Retype the passage on the Chapter 13 bankruptcy trustee word for word, keeping every line break and mark of punctuation unchanged.

**Reading passage**

==*==

Like with a Chapter 7 filing, a
bankruptcy trustee is appointed at the time of the
Chapter 13 filing. However, the Chapter 7 Trustee will
rarely be responsible for receiving a string of payments
from the debtor and distributing them to the creditors.
In a Chapter 13 context, unless the order confirming
that debtor’s plan provides otherwise, the debtor is
required to make its payments to the Chapter 13 Trustee
who in turn distributes the payments to each of the
creditors.
The involvement of the Chapter 13
Trustee can often delay the payment of assessments
further and can also lead to confusion regarding which
payments or portions thereof are intended to be applied
to “pre-petition” debt and what amount is to be applied
to debt or assessments which accrue after the filing of
the bankruptcy petition. It is very important that
community associations have a detailed accounting of the
payments received and how those payments were applied to
the delinquent assessments.

==*==

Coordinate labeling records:

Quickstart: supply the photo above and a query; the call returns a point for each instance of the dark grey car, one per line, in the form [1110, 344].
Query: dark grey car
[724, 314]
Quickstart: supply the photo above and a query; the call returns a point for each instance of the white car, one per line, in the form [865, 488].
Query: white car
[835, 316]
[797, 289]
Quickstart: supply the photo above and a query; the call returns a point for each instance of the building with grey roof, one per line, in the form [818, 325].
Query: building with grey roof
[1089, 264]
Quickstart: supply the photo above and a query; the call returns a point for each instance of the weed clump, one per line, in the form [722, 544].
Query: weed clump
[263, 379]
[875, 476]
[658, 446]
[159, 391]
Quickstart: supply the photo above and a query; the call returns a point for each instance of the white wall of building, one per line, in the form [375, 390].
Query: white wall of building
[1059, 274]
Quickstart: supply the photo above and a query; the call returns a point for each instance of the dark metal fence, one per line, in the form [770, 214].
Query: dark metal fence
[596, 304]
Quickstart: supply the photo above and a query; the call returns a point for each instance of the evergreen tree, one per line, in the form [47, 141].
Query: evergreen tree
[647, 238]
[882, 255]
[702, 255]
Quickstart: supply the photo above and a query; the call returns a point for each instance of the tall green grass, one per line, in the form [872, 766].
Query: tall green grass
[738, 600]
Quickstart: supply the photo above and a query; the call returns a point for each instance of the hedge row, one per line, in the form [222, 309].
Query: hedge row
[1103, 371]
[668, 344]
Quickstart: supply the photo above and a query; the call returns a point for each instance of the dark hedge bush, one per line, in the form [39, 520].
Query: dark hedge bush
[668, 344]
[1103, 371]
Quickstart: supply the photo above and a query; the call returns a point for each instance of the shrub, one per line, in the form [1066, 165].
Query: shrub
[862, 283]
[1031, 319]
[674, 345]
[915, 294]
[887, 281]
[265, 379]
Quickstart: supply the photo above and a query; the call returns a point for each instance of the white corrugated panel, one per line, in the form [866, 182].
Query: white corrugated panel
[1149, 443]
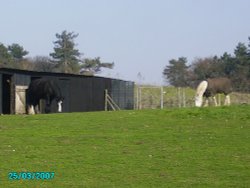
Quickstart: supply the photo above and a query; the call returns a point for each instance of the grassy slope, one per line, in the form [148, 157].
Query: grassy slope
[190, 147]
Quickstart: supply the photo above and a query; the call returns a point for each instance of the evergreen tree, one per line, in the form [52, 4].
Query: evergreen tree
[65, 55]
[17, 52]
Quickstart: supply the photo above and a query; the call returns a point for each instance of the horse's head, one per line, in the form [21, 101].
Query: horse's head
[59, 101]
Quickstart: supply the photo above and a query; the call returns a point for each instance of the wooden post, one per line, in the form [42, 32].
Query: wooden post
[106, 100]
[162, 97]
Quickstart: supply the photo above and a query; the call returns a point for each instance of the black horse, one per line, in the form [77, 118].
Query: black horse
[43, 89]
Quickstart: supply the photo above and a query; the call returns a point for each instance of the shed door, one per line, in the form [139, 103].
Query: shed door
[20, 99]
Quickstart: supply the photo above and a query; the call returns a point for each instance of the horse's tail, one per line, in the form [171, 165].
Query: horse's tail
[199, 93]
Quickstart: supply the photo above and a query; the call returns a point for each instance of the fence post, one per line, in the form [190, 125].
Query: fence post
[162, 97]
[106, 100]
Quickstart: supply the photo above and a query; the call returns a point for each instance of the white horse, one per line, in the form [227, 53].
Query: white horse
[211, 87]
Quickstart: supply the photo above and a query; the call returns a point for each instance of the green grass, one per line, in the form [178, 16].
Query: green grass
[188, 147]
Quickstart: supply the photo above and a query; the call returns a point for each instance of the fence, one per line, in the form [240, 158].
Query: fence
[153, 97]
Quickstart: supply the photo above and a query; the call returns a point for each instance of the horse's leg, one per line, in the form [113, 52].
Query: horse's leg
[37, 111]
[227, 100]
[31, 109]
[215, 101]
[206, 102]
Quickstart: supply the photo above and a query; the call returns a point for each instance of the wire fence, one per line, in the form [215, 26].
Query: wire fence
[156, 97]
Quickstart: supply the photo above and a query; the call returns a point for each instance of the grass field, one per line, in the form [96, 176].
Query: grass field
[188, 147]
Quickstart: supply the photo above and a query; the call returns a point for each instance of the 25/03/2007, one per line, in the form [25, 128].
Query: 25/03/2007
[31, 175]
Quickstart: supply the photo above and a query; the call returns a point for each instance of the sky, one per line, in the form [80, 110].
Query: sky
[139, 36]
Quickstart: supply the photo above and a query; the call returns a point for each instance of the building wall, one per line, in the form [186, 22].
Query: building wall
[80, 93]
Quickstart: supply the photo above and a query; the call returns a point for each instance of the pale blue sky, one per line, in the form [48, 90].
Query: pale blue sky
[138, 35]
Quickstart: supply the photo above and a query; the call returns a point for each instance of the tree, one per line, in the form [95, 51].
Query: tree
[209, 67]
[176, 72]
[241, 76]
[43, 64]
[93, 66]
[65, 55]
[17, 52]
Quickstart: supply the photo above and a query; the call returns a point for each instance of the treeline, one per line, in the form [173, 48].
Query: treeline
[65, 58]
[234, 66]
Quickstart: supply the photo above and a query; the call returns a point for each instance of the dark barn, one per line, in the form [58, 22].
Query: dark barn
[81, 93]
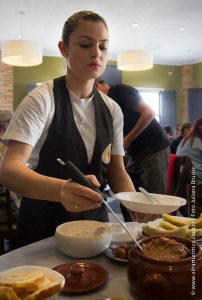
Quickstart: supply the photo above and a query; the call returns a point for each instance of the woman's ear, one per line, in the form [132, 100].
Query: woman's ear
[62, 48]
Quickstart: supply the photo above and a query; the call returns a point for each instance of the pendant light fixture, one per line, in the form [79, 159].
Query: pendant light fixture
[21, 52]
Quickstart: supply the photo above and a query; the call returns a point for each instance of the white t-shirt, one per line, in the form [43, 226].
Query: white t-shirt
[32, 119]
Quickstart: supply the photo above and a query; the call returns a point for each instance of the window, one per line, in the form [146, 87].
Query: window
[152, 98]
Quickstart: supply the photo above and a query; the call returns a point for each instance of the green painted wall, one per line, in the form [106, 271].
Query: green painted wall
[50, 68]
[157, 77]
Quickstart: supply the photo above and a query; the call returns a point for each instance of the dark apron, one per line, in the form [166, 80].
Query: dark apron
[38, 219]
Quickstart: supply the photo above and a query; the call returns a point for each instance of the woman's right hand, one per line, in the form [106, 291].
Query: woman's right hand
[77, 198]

==*==

**Exercise solution**
Like with a Chapter 7 filing, a
bankruptcy trustee is appointed at the time of the
Chapter 13 filing. However, the Chapter 7 Trustee will
rarely be responsible for receiving a string of payments
from the debtor and distributing them to the creditors.
In a Chapter 13 context, unless the order confirming
that debtor’s plan provides otherwise, the debtor is
required to make its payments to the Chapter 13 Trustee
who in turn distributes the payments to each of the
creditors.
The involvement of the Chapter 13
Trustee can often delay the payment of assessments
further and can also lead to confusion regarding which
payments or portions thereof are intended to be applied
to “pre-petition” debt and what amount is to be applied
to debt or assessments which accrue after the filing of
the bankruptcy petition. It is very important that
community associations have a detailed accounting of the
payments received and how those payments were applied to
the delinquent assessments.